§ DIRECTION
Find the line that contains "Where can the wood". Output it and every line after it to the end of the records, exactly as they appear.
··· DATA SHOWN ···
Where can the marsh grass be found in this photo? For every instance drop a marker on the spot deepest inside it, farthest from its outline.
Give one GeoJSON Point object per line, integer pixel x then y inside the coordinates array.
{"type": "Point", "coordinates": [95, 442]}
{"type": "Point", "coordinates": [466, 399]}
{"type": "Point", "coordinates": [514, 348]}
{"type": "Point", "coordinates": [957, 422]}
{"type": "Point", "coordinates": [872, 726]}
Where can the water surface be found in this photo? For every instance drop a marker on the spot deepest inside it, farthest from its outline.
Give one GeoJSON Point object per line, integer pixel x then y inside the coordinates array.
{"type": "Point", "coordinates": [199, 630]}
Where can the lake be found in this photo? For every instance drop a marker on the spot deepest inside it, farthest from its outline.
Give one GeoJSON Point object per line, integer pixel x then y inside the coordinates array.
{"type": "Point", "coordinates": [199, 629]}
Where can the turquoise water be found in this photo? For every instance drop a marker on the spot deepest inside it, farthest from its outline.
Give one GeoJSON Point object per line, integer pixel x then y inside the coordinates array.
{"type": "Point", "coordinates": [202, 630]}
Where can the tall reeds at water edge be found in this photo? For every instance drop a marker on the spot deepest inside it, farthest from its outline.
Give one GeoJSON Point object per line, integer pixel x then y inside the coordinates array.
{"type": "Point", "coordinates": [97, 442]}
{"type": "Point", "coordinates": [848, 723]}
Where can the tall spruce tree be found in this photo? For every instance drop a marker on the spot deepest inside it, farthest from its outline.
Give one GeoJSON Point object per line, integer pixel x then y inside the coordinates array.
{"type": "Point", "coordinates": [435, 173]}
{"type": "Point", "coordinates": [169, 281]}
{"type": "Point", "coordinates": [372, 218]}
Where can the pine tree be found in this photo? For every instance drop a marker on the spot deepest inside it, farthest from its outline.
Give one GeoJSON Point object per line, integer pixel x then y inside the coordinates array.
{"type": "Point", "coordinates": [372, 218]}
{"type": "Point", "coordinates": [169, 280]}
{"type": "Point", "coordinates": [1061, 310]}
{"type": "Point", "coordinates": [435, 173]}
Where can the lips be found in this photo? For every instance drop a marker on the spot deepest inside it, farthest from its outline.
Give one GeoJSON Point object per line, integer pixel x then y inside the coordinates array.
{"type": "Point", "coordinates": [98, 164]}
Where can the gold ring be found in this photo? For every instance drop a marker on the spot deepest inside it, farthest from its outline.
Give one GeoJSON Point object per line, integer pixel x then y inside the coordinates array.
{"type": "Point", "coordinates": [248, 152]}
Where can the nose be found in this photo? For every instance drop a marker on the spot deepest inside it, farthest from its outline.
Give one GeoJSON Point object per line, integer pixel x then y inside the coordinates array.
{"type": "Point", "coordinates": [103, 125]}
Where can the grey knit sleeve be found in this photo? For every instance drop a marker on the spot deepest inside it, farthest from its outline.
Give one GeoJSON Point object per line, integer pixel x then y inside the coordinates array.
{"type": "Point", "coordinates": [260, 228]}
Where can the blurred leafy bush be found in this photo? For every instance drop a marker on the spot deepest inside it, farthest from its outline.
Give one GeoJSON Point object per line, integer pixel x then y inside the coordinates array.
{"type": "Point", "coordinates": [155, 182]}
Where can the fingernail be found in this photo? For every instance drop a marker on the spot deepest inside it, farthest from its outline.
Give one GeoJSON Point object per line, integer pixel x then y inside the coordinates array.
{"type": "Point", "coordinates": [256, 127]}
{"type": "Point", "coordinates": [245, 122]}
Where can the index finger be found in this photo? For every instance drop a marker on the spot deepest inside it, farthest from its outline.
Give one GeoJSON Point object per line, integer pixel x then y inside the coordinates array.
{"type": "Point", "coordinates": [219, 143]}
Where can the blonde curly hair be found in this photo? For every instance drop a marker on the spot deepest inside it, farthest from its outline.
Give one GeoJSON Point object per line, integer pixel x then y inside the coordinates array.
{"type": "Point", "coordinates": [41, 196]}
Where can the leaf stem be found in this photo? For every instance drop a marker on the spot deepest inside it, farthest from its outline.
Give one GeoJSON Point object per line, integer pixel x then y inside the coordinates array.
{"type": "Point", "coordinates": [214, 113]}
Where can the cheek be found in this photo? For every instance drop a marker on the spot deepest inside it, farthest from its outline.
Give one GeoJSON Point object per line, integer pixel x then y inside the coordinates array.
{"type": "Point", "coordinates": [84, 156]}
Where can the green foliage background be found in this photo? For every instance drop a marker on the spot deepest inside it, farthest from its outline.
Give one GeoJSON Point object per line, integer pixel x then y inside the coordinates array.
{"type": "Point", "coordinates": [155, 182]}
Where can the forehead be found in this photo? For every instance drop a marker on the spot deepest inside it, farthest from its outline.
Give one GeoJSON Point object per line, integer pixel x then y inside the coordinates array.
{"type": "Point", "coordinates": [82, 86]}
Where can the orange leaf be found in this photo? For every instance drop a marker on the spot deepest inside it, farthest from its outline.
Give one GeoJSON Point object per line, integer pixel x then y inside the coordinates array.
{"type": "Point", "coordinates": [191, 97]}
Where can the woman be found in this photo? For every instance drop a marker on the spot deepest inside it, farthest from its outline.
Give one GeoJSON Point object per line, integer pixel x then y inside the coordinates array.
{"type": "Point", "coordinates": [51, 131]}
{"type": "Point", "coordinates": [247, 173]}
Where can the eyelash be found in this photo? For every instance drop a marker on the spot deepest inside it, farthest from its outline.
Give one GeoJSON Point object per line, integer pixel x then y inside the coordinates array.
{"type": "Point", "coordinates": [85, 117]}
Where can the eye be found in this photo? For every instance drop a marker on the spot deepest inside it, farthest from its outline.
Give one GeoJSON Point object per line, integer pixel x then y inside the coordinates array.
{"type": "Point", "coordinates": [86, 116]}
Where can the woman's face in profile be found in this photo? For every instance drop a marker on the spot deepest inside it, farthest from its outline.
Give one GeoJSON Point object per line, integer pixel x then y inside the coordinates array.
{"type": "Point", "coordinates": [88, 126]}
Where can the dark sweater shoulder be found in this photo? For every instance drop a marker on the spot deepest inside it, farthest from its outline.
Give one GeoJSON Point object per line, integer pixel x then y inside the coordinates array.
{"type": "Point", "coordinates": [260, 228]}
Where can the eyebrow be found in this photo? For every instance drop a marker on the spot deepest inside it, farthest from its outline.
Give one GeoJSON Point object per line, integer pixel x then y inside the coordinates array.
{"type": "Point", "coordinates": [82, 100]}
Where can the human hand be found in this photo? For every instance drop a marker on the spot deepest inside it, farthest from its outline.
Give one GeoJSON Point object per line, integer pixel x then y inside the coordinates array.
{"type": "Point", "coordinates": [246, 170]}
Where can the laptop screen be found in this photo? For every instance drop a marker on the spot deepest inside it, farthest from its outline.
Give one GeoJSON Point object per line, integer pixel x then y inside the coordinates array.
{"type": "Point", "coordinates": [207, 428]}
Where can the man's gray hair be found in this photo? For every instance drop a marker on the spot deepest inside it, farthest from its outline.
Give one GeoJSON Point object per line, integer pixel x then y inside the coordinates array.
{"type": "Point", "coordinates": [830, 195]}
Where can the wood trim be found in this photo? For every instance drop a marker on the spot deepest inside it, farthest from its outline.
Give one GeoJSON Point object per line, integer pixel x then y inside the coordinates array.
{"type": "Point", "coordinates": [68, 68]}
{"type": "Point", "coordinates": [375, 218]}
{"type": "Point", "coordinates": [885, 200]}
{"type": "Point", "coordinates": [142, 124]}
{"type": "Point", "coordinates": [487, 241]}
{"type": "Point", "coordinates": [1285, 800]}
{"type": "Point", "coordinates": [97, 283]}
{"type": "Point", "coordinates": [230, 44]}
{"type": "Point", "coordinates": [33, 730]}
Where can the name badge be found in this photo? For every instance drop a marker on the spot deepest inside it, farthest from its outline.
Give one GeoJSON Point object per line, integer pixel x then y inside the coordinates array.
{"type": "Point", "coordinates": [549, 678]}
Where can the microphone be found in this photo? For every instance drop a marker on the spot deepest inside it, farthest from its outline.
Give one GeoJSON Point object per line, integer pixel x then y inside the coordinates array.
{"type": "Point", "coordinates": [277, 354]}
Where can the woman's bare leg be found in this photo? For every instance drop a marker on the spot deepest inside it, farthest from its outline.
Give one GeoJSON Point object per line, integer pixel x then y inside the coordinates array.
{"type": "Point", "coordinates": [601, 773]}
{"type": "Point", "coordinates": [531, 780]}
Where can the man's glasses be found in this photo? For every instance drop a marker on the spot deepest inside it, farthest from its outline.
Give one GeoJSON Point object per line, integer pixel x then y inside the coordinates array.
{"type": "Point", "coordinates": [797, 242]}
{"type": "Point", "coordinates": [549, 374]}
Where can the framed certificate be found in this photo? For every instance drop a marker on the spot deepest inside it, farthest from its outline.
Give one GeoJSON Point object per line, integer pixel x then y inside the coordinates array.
···
§ SOLUTION TO THIS EXERCISE
Where can the wood trim be found in this photo? For every instance drop a marker on the spot deepest inside it, farthest from its outline.
Give one GeoJSON Point object per line, integer pixel x then y inside the coordinates array.
{"type": "Point", "coordinates": [68, 68]}
{"type": "Point", "coordinates": [375, 218]}
{"type": "Point", "coordinates": [885, 200]}
{"type": "Point", "coordinates": [142, 124]}
{"type": "Point", "coordinates": [487, 241]}
{"type": "Point", "coordinates": [1285, 800]}
{"type": "Point", "coordinates": [97, 283]}
{"type": "Point", "coordinates": [230, 44]}
{"type": "Point", "coordinates": [33, 730]}
Where can the name badge be found in this photo? For every instance drop a marker on the spot deepest inside it, farthest from its outline.
Give one GeoJSON Point object per line, integer pixel x then y inside the coordinates array.
{"type": "Point", "coordinates": [549, 678]}
Where can the microphone be found in this photo? For every instance drop a marker on the spot deepest inside it, farthest from its outline.
Give one GeoJSON Point object per line, integer pixel x then y inside the coordinates array.
{"type": "Point", "coordinates": [277, 354]}
Where can the woman's bare leg be found in this photo? For every instance drop a marker on the spot deepest inside it, farthest from its outline.
Give one GeoJSON Point object per line, integer pixel x then y inside the coordinates array.
{"type": "Point", "coordinates": [601, 773]}
{"type": "Point", "coordinates": [531, 780]}
Where can the man's glasses be found in this photo? For every instance drop a marker on the spot deepest inside it, farthest from its outline.
Give one GeoJSON Point object per line, integer pixel x then y inside the coordinates array.
{"type": "Point", "coordinates": [797, 242]}
{"type": "Point", "coordinates": [549, 374]}
Where can the framed certificate be found in this photo? For every instance drop a marker on the spot deepest inside it, farthest from its outline.
Give one GeoJSON Point object per line, integer pixel x then y inside the coordinates array.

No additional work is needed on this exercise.